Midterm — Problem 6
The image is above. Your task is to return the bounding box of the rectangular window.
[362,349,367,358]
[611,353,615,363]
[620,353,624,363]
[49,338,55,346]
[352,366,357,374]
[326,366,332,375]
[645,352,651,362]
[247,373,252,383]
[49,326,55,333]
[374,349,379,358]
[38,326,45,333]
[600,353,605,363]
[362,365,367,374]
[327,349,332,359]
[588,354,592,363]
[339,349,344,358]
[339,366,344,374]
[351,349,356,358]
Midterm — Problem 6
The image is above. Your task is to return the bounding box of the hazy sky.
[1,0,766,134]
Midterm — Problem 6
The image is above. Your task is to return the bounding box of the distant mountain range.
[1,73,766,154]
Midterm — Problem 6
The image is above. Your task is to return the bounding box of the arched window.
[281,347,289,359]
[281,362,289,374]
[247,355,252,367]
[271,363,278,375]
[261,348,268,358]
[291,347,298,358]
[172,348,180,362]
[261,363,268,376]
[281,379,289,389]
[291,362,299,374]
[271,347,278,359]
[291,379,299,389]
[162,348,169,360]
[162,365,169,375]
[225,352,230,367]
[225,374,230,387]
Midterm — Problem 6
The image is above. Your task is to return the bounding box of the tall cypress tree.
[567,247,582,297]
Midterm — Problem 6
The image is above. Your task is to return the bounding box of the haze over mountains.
□ □ □ □ □
### Exercise requirements
When you retype the entries above, keep every line identical to the source.

### Your solution
Midterm — Problem 6
The image is above. Your task is to return the bounding box of the rectangular window.
[362,349,367,358]
[611,353,615,363]
[620,353,624,363]
[49,338,55,346]
[352,366,357,374]
[326,366,332,375]
[645,352,651,362]
[247,373,252,383]
[49,326,55,333]
[374,349,379,358]
[38,326,45,333]
[600,353,605,363]
[362,365,367,374]
[327,349,332,359]
[588,354,592,363]
[339,349,344,358]
[339,366,344,374]
[351,349,356,358]
Midterm — Problem 6
The image is above. Your task is to return the bounding box of the hazy sky.
[1,0,766,134]
Midterm — Problem 6
The image is above. Your task is to return the bounding box of the distant mountain range.
[1,73,766,154]
Midterm — Problem 6
The image is above. Your task is to return the bounding box of the arched window.
[281,347,289,359]
[281,362,289,374]
[247,355,252,367]
[271,363,278,375]
[261,348,268,358]
[291,347,298,358]
[172,348,180,362]
[261,363,268,376]
[281,379,289,389]
[291,362,299,374]
[271,347,278,359]
[291,379,299,389]
[162,348,169,360]
[162,365,169,375]
[225,352,230,367]
[225,374,230,387]
Midterm — Problem 6
The image is above. Your task is to return the bounding box of the tall cypress tree.
[567,247,582,297]
Midterm — Problem 6
The image is above. Your task is to return the bounding box of the haze over mountains.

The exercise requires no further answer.